— BEGIN PASSAGE —

ONS figures have shown since 2012 that around 100,000 more people enter each year on a student visa than those who leave saying they have been a student. Both ONS and Home Office statisticians have pointed out that this is not an estimate of students who overstay their visas. Many people do not simply immigrate for study and leave afterwards. Their lives are more complex – some people for example arrive on a work visa and legitimately change to a study visa and vice versa.
“Yesterday’s publications did, however, conclude that the student emigration figures derived solely from the International Passenger Survey (IPS) were likely to be an underestimate because fewer students appear in fact to return to the UK within 12 months than say they intend to return when they are asked on the point of departure.”
The BBC explains the new data is vastly different because officials now have access to exit check data, which records actual behaviour of international students rather than what people leaving the UK tell IPS interviewers at ports and airports about their future plans.
When non-EU former students were departing the UK in 2015 and 2016, 28% told the IPS they were unsure how long they would be out of the UK or that they intended to return within 12 months.
Exit checks data suggest the proportion of non-EU students who actually returned is much lower at around 6%, meaning there may have been an underestimate of long-term emigration.

— END PASSAGE —

TO BE DONE:
1. Print the passage on student migration figures word for word, starting at "When non-EU former" and ending at "of long-term emigration.".
2. Answer these questions using the passage on student migration figures:
(a) According to ONS figures since 2012, about how many more people enter each year on a student visa than leave saying they have been a student?
(b) What percentage of non-EU former students departing the UK in 2015 and 2016 told the IPS that they were unsure how long they would be away or that they intended to return within 12 months?
(c) According to exit checks data, about what proportion of non-EU students actually returned?
3. Go on with the passage on student migration figures, beginning after its last sentence.

— BEGIN DATA RECORDS —

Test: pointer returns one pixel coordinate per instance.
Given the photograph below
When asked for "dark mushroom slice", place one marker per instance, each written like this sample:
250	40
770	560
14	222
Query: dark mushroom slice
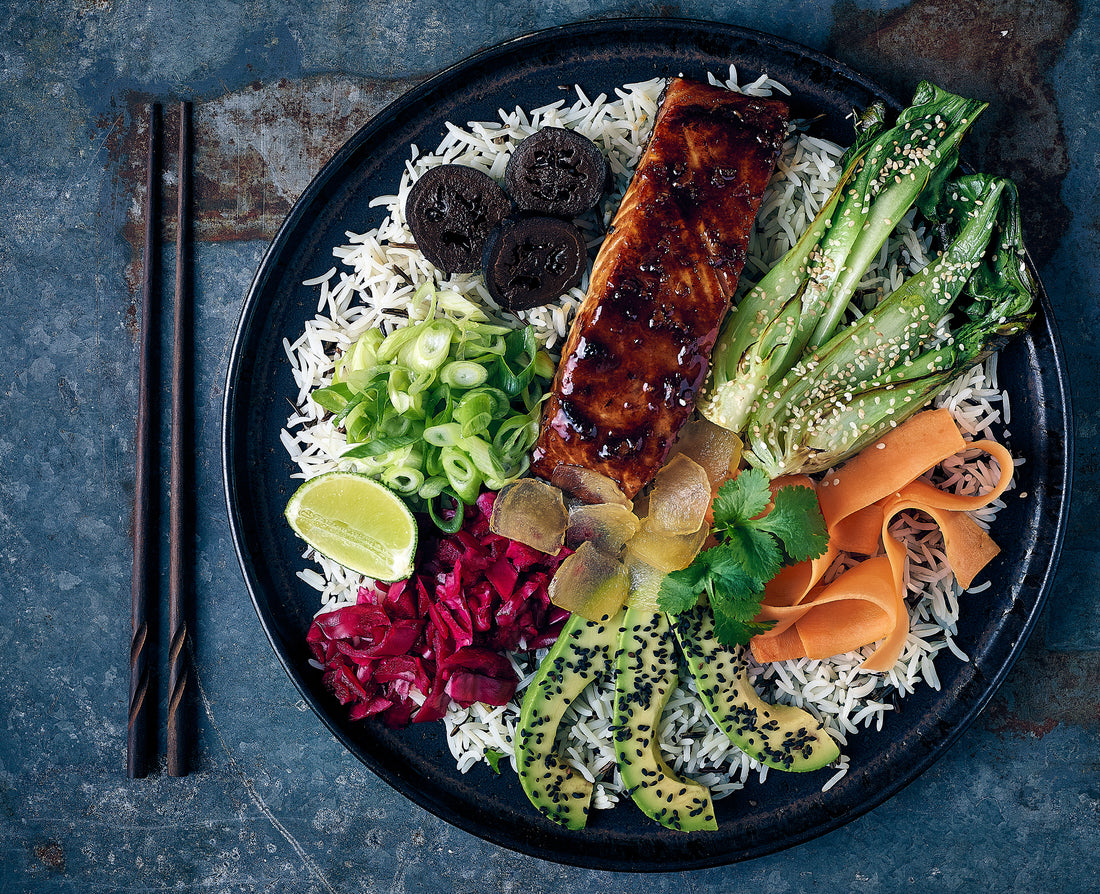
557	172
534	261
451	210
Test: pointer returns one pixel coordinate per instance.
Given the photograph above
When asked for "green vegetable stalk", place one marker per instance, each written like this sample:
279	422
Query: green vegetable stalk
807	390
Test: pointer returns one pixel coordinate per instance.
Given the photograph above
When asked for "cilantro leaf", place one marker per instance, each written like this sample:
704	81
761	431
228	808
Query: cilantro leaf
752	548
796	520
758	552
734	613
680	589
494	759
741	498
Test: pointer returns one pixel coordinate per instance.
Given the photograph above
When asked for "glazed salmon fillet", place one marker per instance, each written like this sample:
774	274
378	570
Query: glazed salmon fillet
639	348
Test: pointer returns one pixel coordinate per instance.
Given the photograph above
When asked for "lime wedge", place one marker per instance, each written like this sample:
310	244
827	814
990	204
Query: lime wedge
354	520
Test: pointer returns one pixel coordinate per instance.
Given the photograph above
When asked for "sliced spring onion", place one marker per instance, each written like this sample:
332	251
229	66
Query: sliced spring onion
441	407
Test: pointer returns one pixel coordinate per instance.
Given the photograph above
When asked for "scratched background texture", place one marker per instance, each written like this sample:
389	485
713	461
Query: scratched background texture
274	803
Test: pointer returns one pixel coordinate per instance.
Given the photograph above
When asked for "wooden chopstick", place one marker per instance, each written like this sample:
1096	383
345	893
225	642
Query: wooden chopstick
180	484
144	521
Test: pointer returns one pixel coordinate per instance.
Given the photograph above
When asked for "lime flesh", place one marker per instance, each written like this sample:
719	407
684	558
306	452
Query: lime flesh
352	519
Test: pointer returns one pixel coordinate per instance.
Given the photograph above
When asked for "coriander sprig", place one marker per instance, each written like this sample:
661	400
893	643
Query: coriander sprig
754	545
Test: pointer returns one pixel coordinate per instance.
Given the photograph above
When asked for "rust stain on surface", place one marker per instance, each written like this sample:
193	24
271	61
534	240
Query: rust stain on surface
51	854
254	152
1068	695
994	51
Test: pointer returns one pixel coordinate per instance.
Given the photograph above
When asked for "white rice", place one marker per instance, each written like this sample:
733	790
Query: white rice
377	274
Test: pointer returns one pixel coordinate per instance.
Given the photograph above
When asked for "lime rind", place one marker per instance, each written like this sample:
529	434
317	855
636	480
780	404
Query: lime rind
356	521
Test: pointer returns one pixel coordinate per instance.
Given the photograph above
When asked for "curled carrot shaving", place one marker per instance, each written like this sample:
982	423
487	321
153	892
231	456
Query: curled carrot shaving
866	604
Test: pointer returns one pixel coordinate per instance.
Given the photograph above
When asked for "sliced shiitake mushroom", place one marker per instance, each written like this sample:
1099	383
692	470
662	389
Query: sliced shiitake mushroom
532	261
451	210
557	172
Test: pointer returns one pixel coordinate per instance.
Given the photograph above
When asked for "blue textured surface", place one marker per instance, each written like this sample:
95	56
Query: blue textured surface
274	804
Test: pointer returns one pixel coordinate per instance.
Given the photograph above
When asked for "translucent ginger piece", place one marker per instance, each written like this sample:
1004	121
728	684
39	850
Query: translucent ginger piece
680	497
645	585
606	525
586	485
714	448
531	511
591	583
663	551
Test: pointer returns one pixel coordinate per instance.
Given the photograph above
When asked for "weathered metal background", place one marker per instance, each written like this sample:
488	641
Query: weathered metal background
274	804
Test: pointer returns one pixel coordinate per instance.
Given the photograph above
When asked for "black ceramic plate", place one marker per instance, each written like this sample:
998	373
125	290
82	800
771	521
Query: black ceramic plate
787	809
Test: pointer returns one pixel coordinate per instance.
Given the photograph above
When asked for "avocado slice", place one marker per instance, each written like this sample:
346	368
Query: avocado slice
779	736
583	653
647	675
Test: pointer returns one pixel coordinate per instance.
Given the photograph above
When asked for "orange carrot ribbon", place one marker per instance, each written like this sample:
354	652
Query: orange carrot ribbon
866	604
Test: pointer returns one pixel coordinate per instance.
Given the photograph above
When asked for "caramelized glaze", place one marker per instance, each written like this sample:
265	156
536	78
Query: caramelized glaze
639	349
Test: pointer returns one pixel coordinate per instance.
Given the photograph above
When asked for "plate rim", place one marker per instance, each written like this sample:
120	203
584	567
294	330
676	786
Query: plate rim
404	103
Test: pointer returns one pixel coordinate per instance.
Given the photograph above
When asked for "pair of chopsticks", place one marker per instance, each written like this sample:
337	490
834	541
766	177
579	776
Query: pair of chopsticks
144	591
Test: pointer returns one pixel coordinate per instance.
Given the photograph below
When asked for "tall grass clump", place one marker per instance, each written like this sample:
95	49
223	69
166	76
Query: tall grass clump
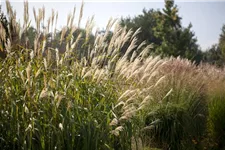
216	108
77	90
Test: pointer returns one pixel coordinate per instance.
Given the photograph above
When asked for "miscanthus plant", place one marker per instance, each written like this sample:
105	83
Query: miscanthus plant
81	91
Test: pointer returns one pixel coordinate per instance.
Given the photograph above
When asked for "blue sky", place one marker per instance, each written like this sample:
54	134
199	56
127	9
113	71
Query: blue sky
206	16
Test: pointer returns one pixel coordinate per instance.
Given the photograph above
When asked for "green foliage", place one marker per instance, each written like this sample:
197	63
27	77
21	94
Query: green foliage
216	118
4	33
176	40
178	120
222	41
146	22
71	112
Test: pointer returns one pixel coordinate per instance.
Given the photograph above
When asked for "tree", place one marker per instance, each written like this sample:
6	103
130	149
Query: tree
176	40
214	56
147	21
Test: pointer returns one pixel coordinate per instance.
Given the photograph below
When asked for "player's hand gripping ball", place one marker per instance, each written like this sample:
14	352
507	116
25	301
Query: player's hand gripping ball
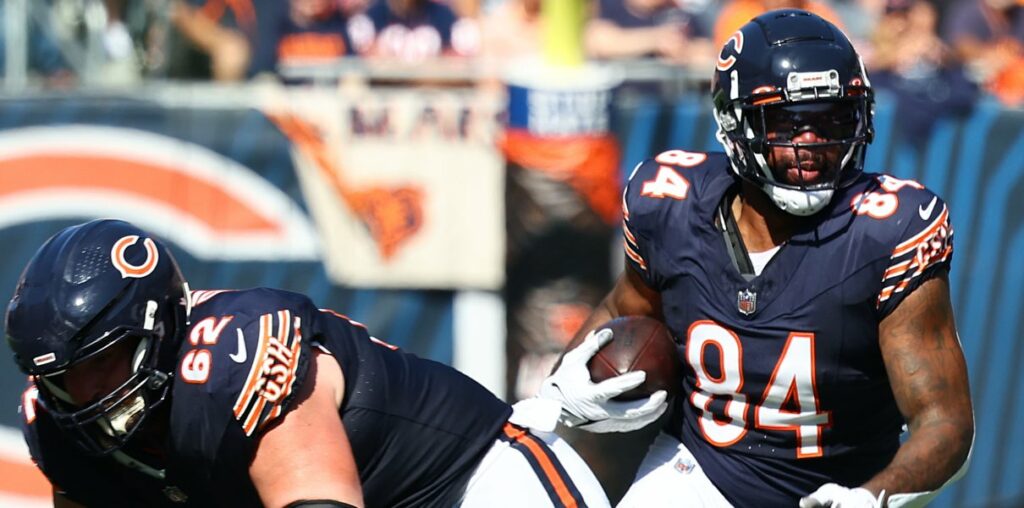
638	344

— END DATA RECORDS —
— BEGIN DATA RECORDS —

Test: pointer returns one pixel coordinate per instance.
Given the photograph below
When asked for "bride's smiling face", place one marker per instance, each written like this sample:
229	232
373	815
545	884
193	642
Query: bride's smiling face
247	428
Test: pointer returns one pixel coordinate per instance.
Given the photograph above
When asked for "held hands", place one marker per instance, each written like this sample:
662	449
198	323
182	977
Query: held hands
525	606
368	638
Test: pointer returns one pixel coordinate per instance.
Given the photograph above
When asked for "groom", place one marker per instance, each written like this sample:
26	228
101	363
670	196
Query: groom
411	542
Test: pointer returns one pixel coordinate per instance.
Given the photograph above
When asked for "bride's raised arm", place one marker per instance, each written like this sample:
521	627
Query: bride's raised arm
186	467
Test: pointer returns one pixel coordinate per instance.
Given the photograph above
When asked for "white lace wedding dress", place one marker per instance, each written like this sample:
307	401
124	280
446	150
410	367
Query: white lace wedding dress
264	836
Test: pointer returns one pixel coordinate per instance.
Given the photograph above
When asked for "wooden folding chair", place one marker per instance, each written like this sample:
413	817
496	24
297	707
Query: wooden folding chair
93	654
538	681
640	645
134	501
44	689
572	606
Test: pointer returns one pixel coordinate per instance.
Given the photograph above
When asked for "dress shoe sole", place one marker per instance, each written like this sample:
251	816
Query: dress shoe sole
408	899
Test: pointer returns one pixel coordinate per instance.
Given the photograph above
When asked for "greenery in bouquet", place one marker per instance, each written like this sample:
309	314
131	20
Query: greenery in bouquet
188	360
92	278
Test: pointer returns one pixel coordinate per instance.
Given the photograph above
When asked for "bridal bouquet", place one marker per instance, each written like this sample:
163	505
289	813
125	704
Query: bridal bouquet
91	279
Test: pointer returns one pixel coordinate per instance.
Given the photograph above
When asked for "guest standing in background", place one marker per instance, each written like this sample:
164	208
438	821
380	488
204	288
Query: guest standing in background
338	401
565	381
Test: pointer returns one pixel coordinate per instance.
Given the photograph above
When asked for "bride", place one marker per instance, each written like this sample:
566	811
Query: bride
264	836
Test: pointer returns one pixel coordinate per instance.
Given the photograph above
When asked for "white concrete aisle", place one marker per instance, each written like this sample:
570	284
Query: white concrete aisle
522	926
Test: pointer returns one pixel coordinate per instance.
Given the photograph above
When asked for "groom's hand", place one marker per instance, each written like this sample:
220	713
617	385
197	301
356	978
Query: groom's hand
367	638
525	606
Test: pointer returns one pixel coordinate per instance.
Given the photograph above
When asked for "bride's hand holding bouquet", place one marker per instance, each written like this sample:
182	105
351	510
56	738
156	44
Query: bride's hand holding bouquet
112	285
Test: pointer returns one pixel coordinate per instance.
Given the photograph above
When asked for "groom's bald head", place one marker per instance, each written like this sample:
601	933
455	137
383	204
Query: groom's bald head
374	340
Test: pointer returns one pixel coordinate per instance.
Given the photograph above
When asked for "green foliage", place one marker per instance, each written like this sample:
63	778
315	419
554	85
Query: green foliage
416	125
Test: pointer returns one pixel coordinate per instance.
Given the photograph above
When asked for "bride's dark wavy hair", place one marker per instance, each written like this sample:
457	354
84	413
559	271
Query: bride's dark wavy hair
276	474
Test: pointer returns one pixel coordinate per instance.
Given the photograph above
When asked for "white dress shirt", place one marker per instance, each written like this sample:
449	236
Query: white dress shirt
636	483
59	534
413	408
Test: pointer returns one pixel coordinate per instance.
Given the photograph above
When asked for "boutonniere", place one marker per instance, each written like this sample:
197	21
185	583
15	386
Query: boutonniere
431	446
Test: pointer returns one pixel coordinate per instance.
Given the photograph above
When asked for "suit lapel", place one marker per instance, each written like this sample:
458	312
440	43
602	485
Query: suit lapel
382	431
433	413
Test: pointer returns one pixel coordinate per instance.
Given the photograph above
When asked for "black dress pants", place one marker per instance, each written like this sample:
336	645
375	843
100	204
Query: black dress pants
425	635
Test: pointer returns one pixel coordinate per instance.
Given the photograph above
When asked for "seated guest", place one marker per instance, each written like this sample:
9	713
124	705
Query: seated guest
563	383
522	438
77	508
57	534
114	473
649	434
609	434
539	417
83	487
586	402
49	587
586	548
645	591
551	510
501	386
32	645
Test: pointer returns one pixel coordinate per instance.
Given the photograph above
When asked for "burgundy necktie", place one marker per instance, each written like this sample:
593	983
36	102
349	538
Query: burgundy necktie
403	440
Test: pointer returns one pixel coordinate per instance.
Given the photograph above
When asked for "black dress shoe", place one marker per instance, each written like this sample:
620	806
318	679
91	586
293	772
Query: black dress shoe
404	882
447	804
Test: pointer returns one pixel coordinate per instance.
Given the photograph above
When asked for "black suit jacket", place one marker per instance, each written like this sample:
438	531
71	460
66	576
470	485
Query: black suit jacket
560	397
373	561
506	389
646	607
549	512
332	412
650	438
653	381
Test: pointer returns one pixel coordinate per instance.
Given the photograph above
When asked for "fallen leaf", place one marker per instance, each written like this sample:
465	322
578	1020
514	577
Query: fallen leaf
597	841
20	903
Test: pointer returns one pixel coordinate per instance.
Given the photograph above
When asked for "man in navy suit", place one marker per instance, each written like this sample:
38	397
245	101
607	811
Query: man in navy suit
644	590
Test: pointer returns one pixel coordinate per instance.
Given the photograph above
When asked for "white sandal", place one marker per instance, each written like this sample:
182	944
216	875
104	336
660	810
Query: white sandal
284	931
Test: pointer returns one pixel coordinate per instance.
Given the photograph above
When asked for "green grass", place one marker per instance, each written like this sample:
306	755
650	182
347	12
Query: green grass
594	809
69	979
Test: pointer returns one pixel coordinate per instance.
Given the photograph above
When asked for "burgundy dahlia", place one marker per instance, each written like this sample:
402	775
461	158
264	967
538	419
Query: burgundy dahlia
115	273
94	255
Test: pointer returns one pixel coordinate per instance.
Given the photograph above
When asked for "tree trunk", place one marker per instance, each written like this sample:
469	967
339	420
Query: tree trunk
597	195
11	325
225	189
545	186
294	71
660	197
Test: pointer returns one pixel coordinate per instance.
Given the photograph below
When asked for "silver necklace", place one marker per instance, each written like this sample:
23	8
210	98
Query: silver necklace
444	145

— END DATA RECORDS —
— BEGIN DATA RECORDS —

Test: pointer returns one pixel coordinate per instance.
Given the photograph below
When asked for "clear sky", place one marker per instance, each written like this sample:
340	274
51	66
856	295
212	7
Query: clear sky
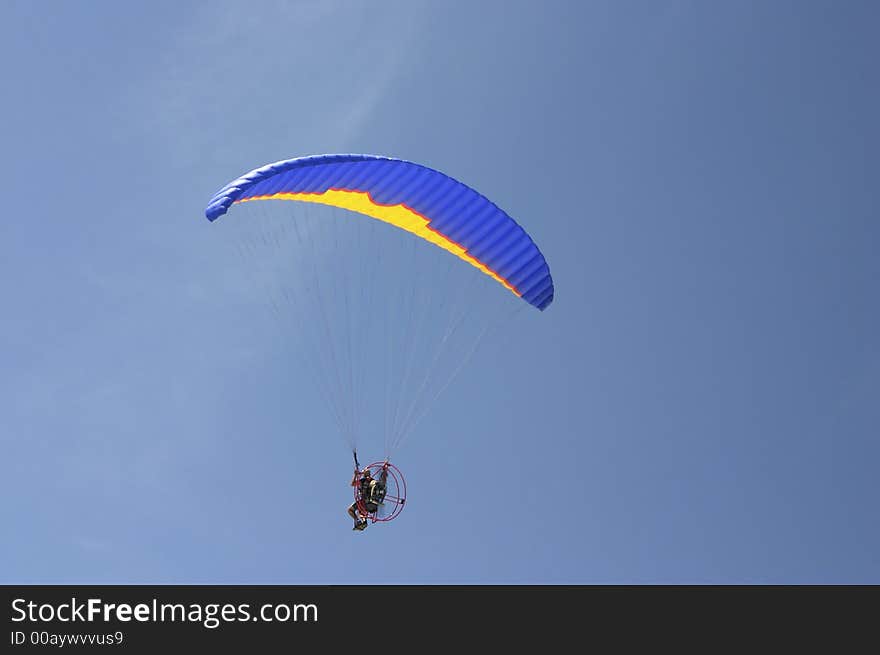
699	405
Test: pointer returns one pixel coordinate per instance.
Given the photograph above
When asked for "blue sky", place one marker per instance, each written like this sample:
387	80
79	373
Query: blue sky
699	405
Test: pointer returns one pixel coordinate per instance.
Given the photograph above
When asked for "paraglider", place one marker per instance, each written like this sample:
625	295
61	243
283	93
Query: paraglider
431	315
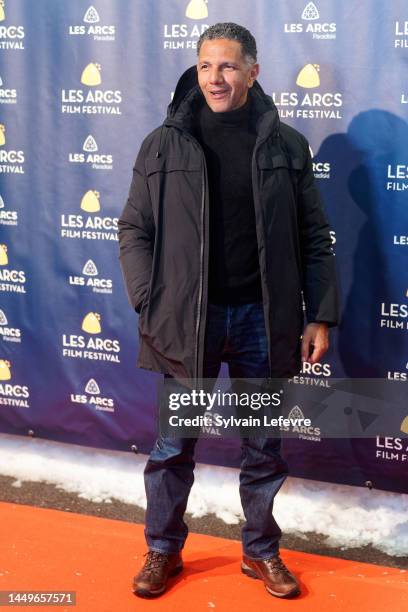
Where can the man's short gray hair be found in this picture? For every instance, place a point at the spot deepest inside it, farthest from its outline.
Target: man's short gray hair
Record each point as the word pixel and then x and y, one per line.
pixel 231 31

— END DATA RECORDS —

EXPECTED RESPONSES:
1.
When non-EU former students were departing the UK in 2015 and 2016, 28% told the IPS they were unsure how long they would be out of the UK or that they intended to return within 12 months.
Exit checks data suggest the proportion of non-EU students who actually returned is much lower at around 6%, meaning there may have been an underestimate of long-term emigration.

2.
(a) Around 100,000.
(b) 28%.
(c) Around 6%.

3.
"There is no evidence of a major issue of non-EU students overstaying their entitlement to stay," the ONS said in its report.
The report focused on 1.3 million visas granted to non-European Economic Area nationals which expired in 2016/17, without an extension to stay longer.
It showed that out of 181,024 expired student visas, 176,407, or 97.4%, left the country in time. There were similar proportions for work (95.4%) and visitor (96.7%) visas.
This gave an overall percentage of 96.3% of visa holders departing before their leave to be in the country ran out.
The UK’s Labour's shadow Home Secretary Diane Abbot said: “The exit check data showed Prime Minister Theresa May's long-running campaign to malign international students is based on fantasy, with no evidence of a major issue with students overstaying."